» **Aim of the exercise**
Could you repeat each of the records below word for word, with nothing changed?

(Items listed in a dataset)

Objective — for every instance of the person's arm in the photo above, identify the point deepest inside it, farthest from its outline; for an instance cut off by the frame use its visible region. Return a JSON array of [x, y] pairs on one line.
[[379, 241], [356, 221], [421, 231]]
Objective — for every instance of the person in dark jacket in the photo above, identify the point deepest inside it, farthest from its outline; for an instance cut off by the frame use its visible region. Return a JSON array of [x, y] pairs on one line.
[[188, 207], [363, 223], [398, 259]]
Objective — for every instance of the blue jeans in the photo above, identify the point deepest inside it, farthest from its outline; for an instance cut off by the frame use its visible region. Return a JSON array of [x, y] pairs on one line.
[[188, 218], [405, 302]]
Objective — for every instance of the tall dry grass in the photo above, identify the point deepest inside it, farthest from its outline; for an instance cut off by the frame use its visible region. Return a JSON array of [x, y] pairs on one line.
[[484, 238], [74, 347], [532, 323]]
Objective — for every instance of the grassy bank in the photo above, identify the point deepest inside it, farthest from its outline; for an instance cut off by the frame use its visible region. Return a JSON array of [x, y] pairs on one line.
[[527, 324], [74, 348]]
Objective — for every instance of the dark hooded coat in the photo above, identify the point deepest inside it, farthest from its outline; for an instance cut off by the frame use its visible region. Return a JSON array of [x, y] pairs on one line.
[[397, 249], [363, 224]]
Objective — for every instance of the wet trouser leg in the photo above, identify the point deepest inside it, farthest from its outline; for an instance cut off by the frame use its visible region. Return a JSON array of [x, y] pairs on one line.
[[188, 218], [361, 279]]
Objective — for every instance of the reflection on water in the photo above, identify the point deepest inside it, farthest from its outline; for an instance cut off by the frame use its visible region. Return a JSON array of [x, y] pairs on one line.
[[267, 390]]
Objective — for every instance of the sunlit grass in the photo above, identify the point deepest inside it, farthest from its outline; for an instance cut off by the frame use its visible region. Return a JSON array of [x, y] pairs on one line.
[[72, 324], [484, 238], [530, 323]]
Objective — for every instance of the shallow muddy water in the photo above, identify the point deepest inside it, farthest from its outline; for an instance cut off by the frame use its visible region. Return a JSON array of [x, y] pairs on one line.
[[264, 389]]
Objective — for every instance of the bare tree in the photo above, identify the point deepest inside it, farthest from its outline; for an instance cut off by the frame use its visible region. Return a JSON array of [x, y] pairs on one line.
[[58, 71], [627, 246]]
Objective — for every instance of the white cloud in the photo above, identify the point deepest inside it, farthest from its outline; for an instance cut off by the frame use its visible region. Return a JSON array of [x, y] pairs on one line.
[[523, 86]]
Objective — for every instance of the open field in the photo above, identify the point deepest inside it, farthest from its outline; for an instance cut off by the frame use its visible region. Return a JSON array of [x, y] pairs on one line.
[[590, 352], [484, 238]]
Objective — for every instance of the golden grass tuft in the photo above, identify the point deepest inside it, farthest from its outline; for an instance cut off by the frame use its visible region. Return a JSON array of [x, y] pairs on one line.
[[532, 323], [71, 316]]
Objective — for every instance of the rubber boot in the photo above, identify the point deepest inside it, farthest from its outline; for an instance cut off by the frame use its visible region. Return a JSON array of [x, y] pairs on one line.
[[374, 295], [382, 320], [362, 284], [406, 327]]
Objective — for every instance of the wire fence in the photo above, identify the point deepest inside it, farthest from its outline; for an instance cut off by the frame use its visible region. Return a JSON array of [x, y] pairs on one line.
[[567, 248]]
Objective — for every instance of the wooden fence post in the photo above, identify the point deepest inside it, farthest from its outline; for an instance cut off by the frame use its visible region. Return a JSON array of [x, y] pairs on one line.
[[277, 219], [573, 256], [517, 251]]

» **Right answer**
Objective — for every instance of the person's arm in the photo above, identify the point deepest inside it, farthest from its outline; for an instance cut off by the frame use its visible region. Return a JSON array of [x, y] pairs on one line.
[[379, 241], [356, 221], [421, 231]]
Objective — for every instance of the person in dark jacket in the photo above, identify the point deepest inside it, farthest from its outline; for an instance cut off by the frame use its visible region. Return a JSON array of [x, y] pairs on one line.
[[188, 207], [363, 223], [398, 259]]
Objective — for every instance of the blue jeans in the photo above, identify the point deepest inside it, farthest from its outline; for an instance cut off by the frame use its visible region. Return a JSON array of [x, y] pairs on one line.
[[188, 218], [405, 302]]
Objective — for every instance of the tall dry grass in the photo above, identify the point deepest inside it, farthest from its outline; for an instance cut off by the frame use its visible region. Return a JSON array of [x, y] pairs on one line.
[[484, 238], [74, 347], [532, 323]]
Objective — for every instance of the grassy bank in the photo above, identify the point deepest inside it, farthest from its outline; for an instance cut off by the frame use its visible region. Return a JSON array of [x, y] pairs on one line.
[[527, 324], [74, 348]]
Objective — for every instance of the dark hooded coat in the photo above, identify the point deepest inside it, farthest from its outline; for an instance cut off by the frame use its visible region. Return a JSON array of [x, y] pairs on one line.
[[397, 249], [363, 224]]
Objective — for every instance of the wet trouser leg in the photo above, identify the point deepest inside it, farthest from its outline; for an instance cut off by the frame use its visible region. Return a JSON array of [x, y] pairs on one line.
[[188, 218], [361, 279]]
Objective — for every instance of the reflection on water in the photo above, identify the point deepest inside it, farthest from its outline; for an instance cut off by the frame use its visible region. Return a JSON array of [x, y] pairs on one line.
[[267, 390]]
Objective — for every instance of the sunlit grass in the photo above, identify the point deepest inside it, farthest from its outline; for an instance cut off by the frame use its visible region. Return a JSON array of [x, y] pairs on one line.
[[72, 324], [484, 238], [530, 323]]
Objective — for every instance of the shallow muddy water in the photo above, identify the point deepest inside it, farthest from its outline; for an instance cut off by the frame use its visible region. Return a JSON array of [x, y] pairs on one line.
[[264, 389]]
Objective — for every instance of the bare tree in the photo above, identify the point deepest inside it, farthest from its outline; for an instance cut off by the frame use its visible region. Return a JSON array of [x, y] pairs on one line.
[[58, 71], [627, 246]]
Objective — for every instance of the white cloud in the photo above, identify the point deepest inside it, farthest from its outline; for an instance cut off by the frame use its visible region. Return a JSON array of [x, y] pairs on one line.
[[523, 86]]
Objective — for every instance of the open field in the photo above, identify the point deepest inside it, farthest from its outline; for an instance cut off by the frame use its visible region. Return a JSON array of [x, y] pairs on one line.
[[590, 352], [484, 238]]
Objective — for every instance of the golden grass tuft in the photo above, identify the point deepest inside it, farthest from its outline; for an instance cut off by the frame use its visible region. Return a JSON array of [x, y] pairs on one line.
[[532, 323], [71, 316]]
Objective — for every instance of the rubber boot in the photo above, identify the point deepest inside it, farthest from its outline; for an instance cut off by the frame use its visible region. Return a JSON array of [x, y] pairs on one line.
[[374, 295], [382, 320], [362, 284], [406, 327]]
Objective — for every instance of the wire fence in the photo above, identify the point deepest inside it, farthest from its outline; for an instance cut off by the frame use its visible region. Return a JSON array of [x, y] pairs on one line.
[[567, 248]]
Objective — for every instance of the wooden fence post in the photo above, identify the point deepest inside it, farthest from its outline; for an instance cut off by the frame use its visible region. Return a JSON array of [x, y] pairs on one line.
[[277, 219], [573, 256], [517, 251]]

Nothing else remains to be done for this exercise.